* _SUPPLIED TEXT_:
******

And, for a change, there were no reported additions or withdrawals from either GLD or SLV yesterday.
The U.S. Mint had a long-anticipated sales report. They sold 8,000 ounces of gold eagles...5,000 one-ounce 24K gold buffaloes...and a very chunky 1,413,000 silver eagles. That new silver eagles sales figure puts the year-to-date sales number at 7,420,000 coins. That is, of course, a new monthly record high sales figure. We'll see if they add any more during the last two days of the month.
Over at the Comex-approved depositories on Monday, they reported receiving 932,518 troy ounces of silver...and shipped 717,847 troy ounces of the stuff out the door. The link to that activity is here.
I got an e-mail from chartist Nick Laird over at sharelynx.com yesterday...and he has a request...and wonders if anyone can help him. He's looking for an old historical database of Canadian Mining Stocks TSX/VXS/MSX from earlier than the 1990's...preferably going back to the 1950s and 1960s. If you can help, then please e-mail him at firstname.lastname@example.org.
I have quite a few stories again today...and a lot of them are must reads, so I hope you can find the time for them all.
When Mahesh Desai checked his MF Global account 15 months ago, his $580,000 nest egg was gone.
Like thousands of investors and farmers who had their savings with MF Global, Mr. Desai lost his money in the brokerage firm’s chaotic final days. Regulators discovered that $1.6 billion was trapped in a web of improper wire transfers, a stunning breach that sent federal investigators scrambling to build a case.
On Thursday, a bankruptcy court will review a proposal that would return 93 percent of the missing money to customers like Mr. Desai. And the trustee who has submitted the proposal, James W. Giddens, has quietly identified a way that, if sent to the judge and approved, could plug the remaining shortfall for customers in the United States, according to people involved in the case.
“I’m surprised that, magically, the money has shown up,” said Mr. Desai, a software account executive who, like most customers in the United States, has only 80 percent of his money. “I feel very relieved.”
This doesn't alter the fact that the CME Group should have made all customers whole the moment that the bankruptcy occurred. Maybe they were the mystery source of the "Magic Money" that showed up at this particular moment? This story was posted on The New York Times website late last night...and we have Phil Barlett to thank for today's first story. The link is here.

******

* _GIVEN INFORMATION_:

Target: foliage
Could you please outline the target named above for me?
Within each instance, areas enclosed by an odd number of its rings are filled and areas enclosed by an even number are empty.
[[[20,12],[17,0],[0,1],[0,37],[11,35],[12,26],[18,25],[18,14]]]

******

* _INSTRUCTIONS_:
a: Reproduce the passage from the precious-metals newsletter, starting at the words "Over at the" and ending after the words "for them all.".
b: According to the precious-metals newsletter, how many troy ounces of silver did the Comex-approved depositories report receiving on Monday?

* _RESULTS IN ORDER_:
a:
Over at the Comex-approved depositories on Monday, they reported receiving 932,518 troy ounces of silver...and shipped 717,847 troy ounces of the stuff out the door. The link to that activity is here.
I got an e-mail from chartist Nick Laird over at sharelynx.com yesterday...and he has a request...and wonders if anyone can help him. He's looking for an old historical database of Canadian Mining Stocks TSX/VXS/MSX from earlier than the 1990's...preferably going back to the 1950s and 1960s. If you can help, then please e-mail him at firstname.lastname@example.org.
I have quite a few stories again today...and a lot of them are must reads, so I hope you can find the time for them all.

b: 932,518 troy ounces